Start MATERIALS PROVIDED

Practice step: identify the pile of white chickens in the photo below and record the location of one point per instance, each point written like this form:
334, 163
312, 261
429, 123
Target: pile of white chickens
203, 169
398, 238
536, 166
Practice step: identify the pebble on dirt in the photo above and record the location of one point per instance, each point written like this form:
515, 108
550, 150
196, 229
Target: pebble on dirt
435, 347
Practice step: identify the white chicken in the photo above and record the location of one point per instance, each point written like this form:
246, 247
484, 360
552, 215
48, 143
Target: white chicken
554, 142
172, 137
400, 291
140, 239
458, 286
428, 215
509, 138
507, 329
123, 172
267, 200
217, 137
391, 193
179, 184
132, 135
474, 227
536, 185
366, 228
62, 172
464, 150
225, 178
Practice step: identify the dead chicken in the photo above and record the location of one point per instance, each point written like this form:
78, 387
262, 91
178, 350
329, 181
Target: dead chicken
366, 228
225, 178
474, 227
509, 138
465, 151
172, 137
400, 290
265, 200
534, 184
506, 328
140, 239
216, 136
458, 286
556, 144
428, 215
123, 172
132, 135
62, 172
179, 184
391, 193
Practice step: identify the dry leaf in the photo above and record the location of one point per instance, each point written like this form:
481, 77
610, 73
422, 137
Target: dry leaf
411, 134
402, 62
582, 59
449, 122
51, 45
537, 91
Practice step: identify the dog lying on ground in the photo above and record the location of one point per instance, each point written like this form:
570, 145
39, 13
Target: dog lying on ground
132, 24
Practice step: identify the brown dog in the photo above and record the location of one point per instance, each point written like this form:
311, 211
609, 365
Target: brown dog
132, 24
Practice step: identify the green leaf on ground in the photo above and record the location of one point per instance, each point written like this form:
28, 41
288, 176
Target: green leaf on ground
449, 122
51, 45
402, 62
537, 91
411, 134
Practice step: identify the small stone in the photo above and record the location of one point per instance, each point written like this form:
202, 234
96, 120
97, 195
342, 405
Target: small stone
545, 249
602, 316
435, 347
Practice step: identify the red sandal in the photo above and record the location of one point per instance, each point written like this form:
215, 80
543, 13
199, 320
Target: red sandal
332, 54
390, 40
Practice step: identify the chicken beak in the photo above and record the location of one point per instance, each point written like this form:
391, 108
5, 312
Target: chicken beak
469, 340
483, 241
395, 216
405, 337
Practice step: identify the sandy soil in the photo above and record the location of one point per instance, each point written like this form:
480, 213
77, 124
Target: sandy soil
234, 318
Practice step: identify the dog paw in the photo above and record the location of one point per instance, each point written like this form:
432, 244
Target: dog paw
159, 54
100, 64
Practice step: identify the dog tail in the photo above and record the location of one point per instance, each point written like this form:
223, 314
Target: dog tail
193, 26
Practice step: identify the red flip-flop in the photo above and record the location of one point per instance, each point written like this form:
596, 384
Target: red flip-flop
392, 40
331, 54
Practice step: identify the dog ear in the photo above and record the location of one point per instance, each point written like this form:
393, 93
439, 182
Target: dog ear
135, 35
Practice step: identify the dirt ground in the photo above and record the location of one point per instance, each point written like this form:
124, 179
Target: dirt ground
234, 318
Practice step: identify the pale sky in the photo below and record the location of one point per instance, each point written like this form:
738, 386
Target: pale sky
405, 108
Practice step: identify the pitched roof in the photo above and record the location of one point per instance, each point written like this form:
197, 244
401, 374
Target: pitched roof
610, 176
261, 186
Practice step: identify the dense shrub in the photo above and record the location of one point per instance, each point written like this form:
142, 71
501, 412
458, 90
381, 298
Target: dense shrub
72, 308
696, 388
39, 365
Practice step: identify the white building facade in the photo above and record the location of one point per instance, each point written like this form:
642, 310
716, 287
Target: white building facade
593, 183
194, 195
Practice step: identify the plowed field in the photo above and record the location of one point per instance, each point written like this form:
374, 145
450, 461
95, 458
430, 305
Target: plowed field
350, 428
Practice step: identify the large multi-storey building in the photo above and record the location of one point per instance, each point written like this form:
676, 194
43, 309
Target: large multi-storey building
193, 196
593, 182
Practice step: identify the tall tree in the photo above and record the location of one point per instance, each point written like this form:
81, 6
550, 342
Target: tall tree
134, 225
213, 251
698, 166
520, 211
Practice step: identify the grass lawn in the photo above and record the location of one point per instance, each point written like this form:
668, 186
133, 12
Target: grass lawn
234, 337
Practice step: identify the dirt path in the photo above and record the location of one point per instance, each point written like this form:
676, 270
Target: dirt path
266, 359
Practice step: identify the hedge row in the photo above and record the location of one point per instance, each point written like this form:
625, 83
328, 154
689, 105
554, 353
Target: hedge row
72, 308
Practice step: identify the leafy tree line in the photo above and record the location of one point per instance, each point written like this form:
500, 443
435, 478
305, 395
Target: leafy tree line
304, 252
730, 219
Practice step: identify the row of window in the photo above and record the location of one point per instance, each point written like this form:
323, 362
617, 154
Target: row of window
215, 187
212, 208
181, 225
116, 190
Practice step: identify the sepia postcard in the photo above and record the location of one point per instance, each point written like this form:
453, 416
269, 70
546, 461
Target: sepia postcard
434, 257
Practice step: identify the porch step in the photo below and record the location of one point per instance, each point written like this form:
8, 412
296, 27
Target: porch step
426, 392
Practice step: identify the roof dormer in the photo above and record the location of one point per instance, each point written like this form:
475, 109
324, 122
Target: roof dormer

End MATERIALS PROVIDED

◆ **TO BE DONE**
Your task is to retype all the records above with nothing left out.

◆ **RESULT OF THIS TASK**
Practice step: identify the pile of white chickens in the photo below and record the location of one point per instance, each point written like this form:
334, 163
312, 261
429, 123
Target: pile of white chickens
203, 169
398, 238
536, 166
Practice step: identify the pebble on dirt in the photo above and record the location of one point per instance, each point written like this form:
515, 108
550, 150
196, 229
Target: pebble on dirt
435, 347
Practice step: identify the white chicken in the photo above and record the location of one point per instance, each point written like this form:
246, 247
484, 360
552, 215
48, 143
Target: white chicken
554, 142
172, 137
400, 291
140, 239
458, 286
428, 215
509, 138
507, 329
123, 172
267, 200
217, 137
391, 193
179, 184
132, 135
474, 227
536, 185
366, 228
62, 172
464, 150
225, 178
Practice step: identify the dead chicken in the photo above and record the location of one point per instance, each point written like this form:
78, 387
262, 91
178, 350
329, 181
Target: dead chicken
366, 228
225, 178
474, 227
509, 138
465, 151
172, 137
400, 290
265, 200
534, 184
506, 328
140, 239
216, 136
458, 286
556, 144
428, 215
123, 172
132, 135
62, 172
179, 184
391, 193
Practice step: identify the dry leaf in the photo above and record the location of one point per instance, each point written like this form:
481, 77
610, 73
422, 137
Target: dry leaf
411, 134
402, 62
582, 59
449, 122
51, 45
537, 91
Practice step: identify the dog lying on ground in the photo above and record the location of one point per instance, each point written like this form:
570, 145
39, 13
Target: dog lying on ground
132, 24
Practice step: identify the brown dog in the photo above and record the location of one point per instance, each point written like this form:
311, 211
609, 365
Target: brown dog
132, 24
Practice step: identify the green leaf on ground in the photo above and record the location of one point per instance, each point written like this form:
28, 41
288, 176
Target: green leaf on ground
449, 122
51, 45
402, 62
537, 91
411, 134
Practice step: identify the small stone in the photo above and record the location of one point per instance, each point written like this form:
202, 234
96, 120
97, 195
342, 405
Target: small stone
545, 249
602, 316
435, 347
Practice step: identify the red sandal in the photo above and record the location of one point per instance, each point written like this form:
215, 80
543, 13
199, 320
Target: red sandal
332, 54
390, 40
Practice step: identify the chicken beak in the photo above and record the location of one point per instance, each point written like this form:
391, 108
5, 312
Target: chicken beak
469, 340
483, 241
395, 216
405, 337
Practice step: identify the sandy soil in the photo above and record the location of one point per instance, each point written like this form:
480, 213
77, 124
Target: sandy soil
234, 318
Practice step: identify the dog paw in the photo above and record the location of one point per instance, each point written like this form:
432, 244
Target: dog paw
159, 54
100, 64
Practice step: identify the dog tail in the photo above and record the location of one point per instance, each point written like this form:
223, 314
Target: dog tail
193, 26
Practice step: identify the red flip-flop in the photo above and record the location of one point per instance, each point written like this form:
596, 384
Target: red flip-flop
392, 40
331, 54
Practice step: identify the dog ear in the photo above and record the location of one point per instance, each point written like this form:
393, 93
439, 182
Target: dog ear
135, 35
Practice step: identify the dirt ground in the photo above and record the location of one point per instance, each point written like this form:
124, 179
Target: dirt ground
234, 318
Practice step: identify the pale sky in the photo below and record the location of one point per instance, each point written like this form:
738, 386
Target: pale sky
405, 108
Practice step: identify the pitched roof in the photo above and record the location of one point per instance, each point written like this form:
197, 244
401, 374
Target: pitched roof
610, 176
261, 186
Practice step: identify the dense shrub in the photo above and record the location of one point per instance, each point written like this form:
142, 71
501, 412
458, 90
381, 298
Target: dense shrub
72, 308
696, 388
39, 365
Practice step: identify the white building facade in the photo above and record the location of one point per instance, each point written like this form:
642, 310
716, 287
Target: white building facade
593, 183
194, 195
Practice step: identify the plowed field in the photo above and record the location of one point per instance, each point written like this form:
374, 145
450, 461
95, 458
430, 305
Target: plowed field
350, 428
Practice step: identify the large multi-storey building in the photo above and record the location of one point per instance, each point written like this form:
676, 194
43, 309
Target: large multi-storey building
193, 196
593, 182
Practice step: identify the tall tree in the photo above and record the location of one point per instance, each point written like this form:
81, 6
550, 342
Target: tall tree
134, 225
213, 251
698, 166
520, 211
Practice step: identify the grass lawn in the photo above and record the location of one point per instance, each point written like this form:
668, 186
133, 12
Target: grass lawn
234, 337
Practice step: identify the dirt path in the photo above and record the location of one point per instance, each point written like this form:
676, 270
Target: dirt path
266, 359
Practice step: identify the hedge row in the photo above and record the location of one point per instance, each point written like this form:
625, 83
328, 154
689, 105
554, 353
Target: hedge row
72, 308
Practice step: identify the leafy tree line in the photo above and record the location of one point per instance, each point written like this form:
500, 443
435, 478
305, 395
Target: leafy tree line
304, 252
730, 219
Practice step: identify the row of window in the photo above and record the location of one point per instance, each point written like this form:
323, 362
617, 154
Target: row of window
215, 187
212, 208
181, 225
116, 190
Practice step: identify the sepia postcard in the photo above and record the location of one point per instance, each point written like this form:
453, 416
269, 70
546, 461
Target: sepia postcard
434, 257
Practice step: identify the porch step in the photo below and record the location of one point per instance, each point written like this form:
8, 412
296, 27
Target: porch step
426, 392
Practice step: identify the roof dormer in the photo above and record the location of one point per instance, each point written like this form:
475, 109
324, 122
Target: roof dormer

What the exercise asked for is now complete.